* **GIVEN PROBLEM**
Revise the part of the listing that opens with the line containing "Q: Can you identify the headlight" and closes with the line containing "671;517;713;555", replacing "fog light" with "fog lamp" and changing nothing else. Return only those lines.
─── LISTING ───
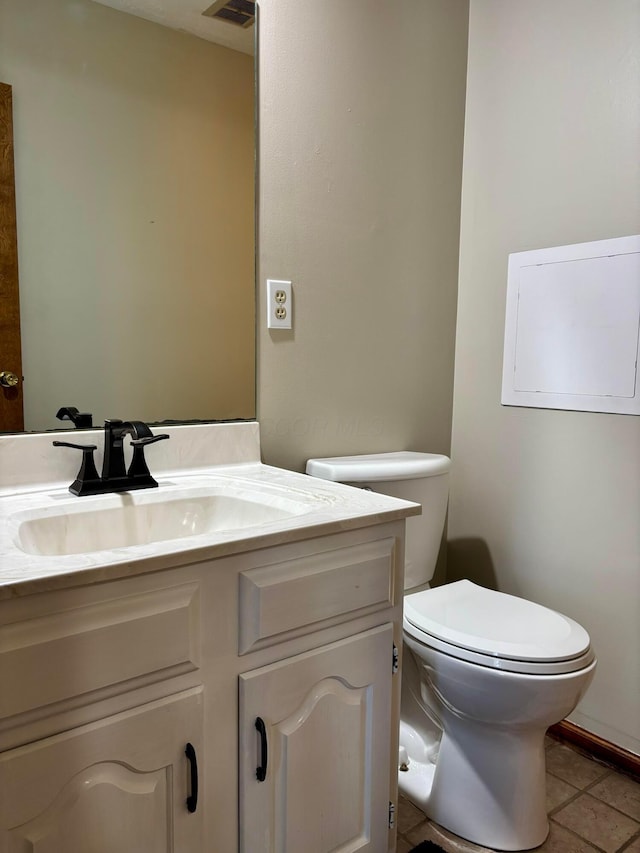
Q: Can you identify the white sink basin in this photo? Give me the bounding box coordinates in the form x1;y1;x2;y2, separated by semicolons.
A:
15;485;311;556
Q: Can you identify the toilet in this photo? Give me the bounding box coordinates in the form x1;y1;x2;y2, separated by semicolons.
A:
307;451;596;850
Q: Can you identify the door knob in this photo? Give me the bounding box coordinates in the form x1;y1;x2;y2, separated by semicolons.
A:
0;370;20;388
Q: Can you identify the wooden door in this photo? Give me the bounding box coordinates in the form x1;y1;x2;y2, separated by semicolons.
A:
240;624;393;853
0;688;205;853
0;83;24;432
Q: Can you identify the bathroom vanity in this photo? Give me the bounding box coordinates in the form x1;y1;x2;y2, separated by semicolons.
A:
0;424;419;853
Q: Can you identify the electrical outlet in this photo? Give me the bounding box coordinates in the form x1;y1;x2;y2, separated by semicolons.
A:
267;278;293;329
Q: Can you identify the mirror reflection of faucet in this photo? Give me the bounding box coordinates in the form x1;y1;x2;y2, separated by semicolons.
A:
56;406;93;429
53;418;169;497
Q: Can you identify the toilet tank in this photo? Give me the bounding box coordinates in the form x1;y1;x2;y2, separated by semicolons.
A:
307;450;451;589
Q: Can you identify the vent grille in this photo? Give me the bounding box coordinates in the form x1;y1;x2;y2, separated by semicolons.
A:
202;0;256;29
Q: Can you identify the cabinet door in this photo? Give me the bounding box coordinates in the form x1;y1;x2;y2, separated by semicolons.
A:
240;624;393;853
0;688;202;853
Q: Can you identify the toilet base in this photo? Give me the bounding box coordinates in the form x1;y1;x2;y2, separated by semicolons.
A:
398;720;549;851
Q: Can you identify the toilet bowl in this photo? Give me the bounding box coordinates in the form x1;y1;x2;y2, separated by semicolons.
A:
307;452;596;850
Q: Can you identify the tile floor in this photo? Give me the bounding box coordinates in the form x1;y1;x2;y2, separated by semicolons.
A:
397;737;640;853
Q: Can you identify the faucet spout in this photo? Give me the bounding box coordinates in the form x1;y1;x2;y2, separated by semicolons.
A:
53;418;169;496
102;418;160;481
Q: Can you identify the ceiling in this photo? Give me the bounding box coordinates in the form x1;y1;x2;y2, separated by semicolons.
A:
90;0;255;54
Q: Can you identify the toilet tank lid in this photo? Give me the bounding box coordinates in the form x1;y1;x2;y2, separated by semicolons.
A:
307;450;451;483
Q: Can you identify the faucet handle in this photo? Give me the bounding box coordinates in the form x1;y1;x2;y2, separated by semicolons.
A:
53;441;101;497
127;432;171;486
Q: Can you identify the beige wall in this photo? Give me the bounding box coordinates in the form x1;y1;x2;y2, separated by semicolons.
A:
0;0;255;429
449;0;640;752
258;0;467;469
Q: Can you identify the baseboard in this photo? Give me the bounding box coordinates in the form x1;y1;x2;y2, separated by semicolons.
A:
549;720;640;779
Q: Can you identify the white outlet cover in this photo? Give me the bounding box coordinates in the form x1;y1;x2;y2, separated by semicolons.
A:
501;236;640;414
267;278;293;329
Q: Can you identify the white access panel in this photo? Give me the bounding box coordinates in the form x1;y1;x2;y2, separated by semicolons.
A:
502;236;640;414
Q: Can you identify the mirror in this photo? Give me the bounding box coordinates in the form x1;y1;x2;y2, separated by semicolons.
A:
0;0;255;431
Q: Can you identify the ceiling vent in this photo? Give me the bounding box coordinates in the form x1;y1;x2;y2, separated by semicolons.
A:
202;0;256;29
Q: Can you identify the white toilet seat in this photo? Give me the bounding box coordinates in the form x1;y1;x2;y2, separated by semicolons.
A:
404;580;594;675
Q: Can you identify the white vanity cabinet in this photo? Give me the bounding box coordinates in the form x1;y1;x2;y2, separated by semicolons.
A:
0;519;404;853
0;690;204;853
240;624;393;853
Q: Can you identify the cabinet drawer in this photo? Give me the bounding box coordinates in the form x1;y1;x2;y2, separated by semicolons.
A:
238;537;396;654
0;583;200;718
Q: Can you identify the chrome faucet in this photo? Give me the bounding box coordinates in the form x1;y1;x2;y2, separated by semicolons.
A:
53;419;169;497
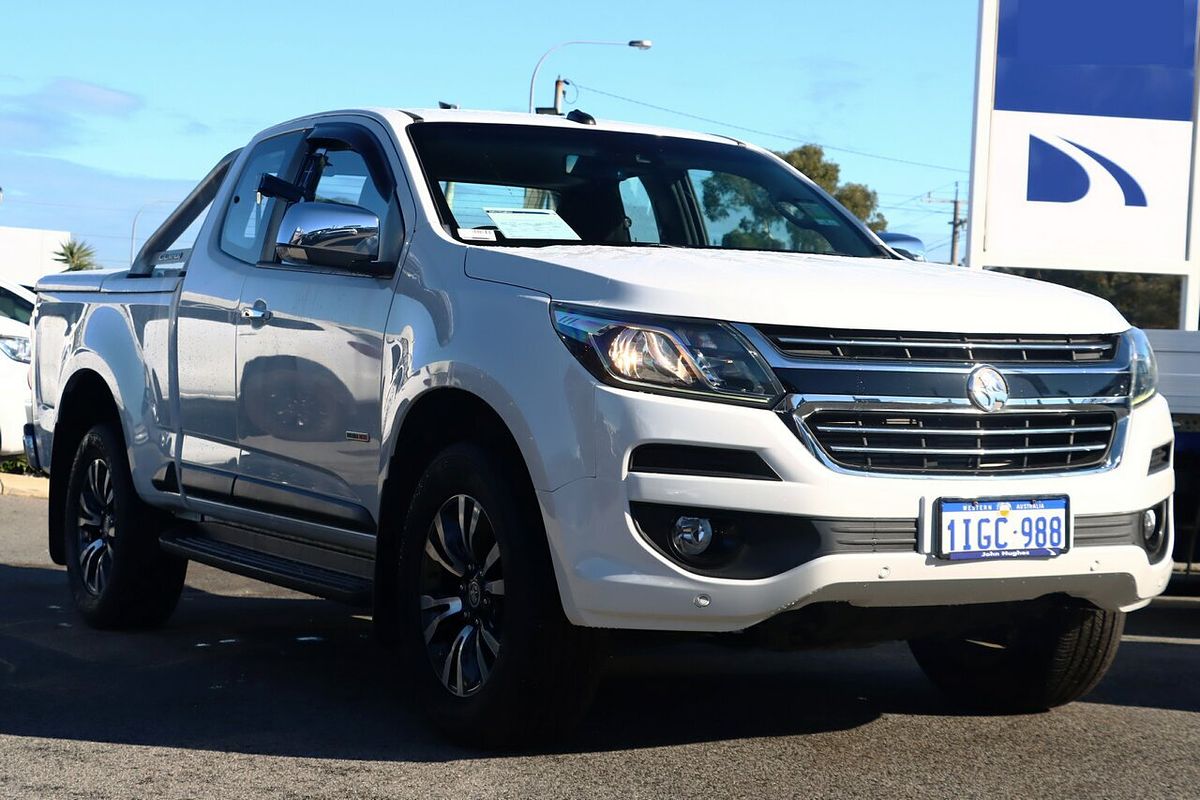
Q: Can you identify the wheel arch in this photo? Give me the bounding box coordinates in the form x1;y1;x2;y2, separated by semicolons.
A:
46;368;124;564
373;387;548;640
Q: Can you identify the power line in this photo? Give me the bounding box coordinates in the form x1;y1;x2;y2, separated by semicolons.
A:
568;80;970;173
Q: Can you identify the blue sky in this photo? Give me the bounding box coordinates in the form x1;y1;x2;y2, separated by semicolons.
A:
0;0;978;266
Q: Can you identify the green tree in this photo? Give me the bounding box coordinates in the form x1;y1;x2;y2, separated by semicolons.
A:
54;239;100;272
775;144;888;233
701;144;888;253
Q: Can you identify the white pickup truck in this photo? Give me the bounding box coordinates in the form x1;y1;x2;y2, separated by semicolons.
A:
26;109;1174;744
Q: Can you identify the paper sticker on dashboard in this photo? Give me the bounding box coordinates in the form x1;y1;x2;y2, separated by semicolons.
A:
484;209;580;241
458;228;496;241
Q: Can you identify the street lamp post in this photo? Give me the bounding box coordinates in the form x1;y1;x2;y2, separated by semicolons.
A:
529;38;654;114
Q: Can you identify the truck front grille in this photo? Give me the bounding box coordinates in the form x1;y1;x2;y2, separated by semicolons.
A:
802;410;1116;475
758;325;1118;363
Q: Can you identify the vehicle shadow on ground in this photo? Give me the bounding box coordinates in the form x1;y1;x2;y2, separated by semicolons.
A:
0;565;1200;762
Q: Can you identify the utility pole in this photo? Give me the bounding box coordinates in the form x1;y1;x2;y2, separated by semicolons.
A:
925;181;967;266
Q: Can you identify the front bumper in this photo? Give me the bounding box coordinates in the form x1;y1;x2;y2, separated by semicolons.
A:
539;386;1175;631
0;354;29;456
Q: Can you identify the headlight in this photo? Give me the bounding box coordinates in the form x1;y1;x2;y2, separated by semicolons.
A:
552;305;784;405
0;336;29;363
1126;327;1158;405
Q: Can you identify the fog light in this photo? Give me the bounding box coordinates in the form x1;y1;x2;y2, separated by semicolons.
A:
1141;509;1158;542
671;517;713;555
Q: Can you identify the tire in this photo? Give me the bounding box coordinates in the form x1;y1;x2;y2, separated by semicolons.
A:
908;602;1124;712
62;425;187;628
396;444;600;747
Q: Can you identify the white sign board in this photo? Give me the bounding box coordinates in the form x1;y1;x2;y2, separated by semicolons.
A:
968;0;1200;330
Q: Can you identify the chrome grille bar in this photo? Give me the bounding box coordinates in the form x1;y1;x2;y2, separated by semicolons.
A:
829;444;1109;456
817;425;1112;437
775;336;1111;350
797;403;1120;475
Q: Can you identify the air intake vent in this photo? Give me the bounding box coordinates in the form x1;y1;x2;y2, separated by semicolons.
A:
629;444;780;481
758;325;1117;363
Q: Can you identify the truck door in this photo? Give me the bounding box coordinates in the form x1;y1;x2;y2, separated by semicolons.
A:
175;131;306;503
234;122;403;533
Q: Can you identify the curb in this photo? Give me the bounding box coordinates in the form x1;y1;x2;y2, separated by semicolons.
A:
0;474;50;500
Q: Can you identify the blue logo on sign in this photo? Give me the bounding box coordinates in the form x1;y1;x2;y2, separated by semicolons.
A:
1025;136;1146;205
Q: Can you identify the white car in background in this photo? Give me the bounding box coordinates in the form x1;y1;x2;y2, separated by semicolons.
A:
0;278;34;456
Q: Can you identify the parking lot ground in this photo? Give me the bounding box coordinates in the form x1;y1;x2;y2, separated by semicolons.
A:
0;497;1200;800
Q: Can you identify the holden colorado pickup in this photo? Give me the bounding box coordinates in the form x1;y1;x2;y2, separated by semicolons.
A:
25;109;1174;744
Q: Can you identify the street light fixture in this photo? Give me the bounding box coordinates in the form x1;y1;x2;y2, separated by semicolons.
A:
529;38;654;114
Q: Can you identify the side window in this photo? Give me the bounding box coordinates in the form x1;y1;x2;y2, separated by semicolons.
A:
0;289;34;325
620;178;662;243
313;150;389;221
221;131;304;264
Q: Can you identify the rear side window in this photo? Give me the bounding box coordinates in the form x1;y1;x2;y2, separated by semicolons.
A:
0;289;34;325
221;131;304;264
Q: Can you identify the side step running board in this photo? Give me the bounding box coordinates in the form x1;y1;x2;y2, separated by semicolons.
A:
160;534;372;607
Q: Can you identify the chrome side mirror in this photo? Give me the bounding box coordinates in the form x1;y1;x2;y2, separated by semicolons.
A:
877;230;925;261
275;201;394;275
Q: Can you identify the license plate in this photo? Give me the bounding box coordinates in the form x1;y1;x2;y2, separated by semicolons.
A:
937;498;1070;561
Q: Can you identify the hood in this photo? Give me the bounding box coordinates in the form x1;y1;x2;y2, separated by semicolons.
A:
0;315;29;337
467;246;1129;335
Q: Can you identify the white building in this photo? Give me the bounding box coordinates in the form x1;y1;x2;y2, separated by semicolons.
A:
0;225;71;285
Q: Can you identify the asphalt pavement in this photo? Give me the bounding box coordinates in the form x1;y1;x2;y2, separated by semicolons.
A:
0;497;1200;800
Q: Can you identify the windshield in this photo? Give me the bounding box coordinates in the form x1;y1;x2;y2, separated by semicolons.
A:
0;287;34;325
408;122;887;258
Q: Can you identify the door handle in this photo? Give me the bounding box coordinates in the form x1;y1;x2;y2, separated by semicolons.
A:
241;306;271;323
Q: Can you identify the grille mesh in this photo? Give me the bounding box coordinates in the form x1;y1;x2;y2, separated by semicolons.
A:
803;410;1116;475
758;325;1117;363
───
* **THE OUTPUT**
Q: Can you identify the headlight in this photo? Give me the bounding box coordinates in the form x1;y1;x2;y2, separated by semicolons.
A:
552;305;784;405
0;336;29;363
1126;327;1158;405
Q: Can you identify the fog lamp in this photo? Give me the bounding box coordinates in the form x1;y1;x2;y2, separated by semicolons.
A:
1141;509;1158;542
671;517;713;555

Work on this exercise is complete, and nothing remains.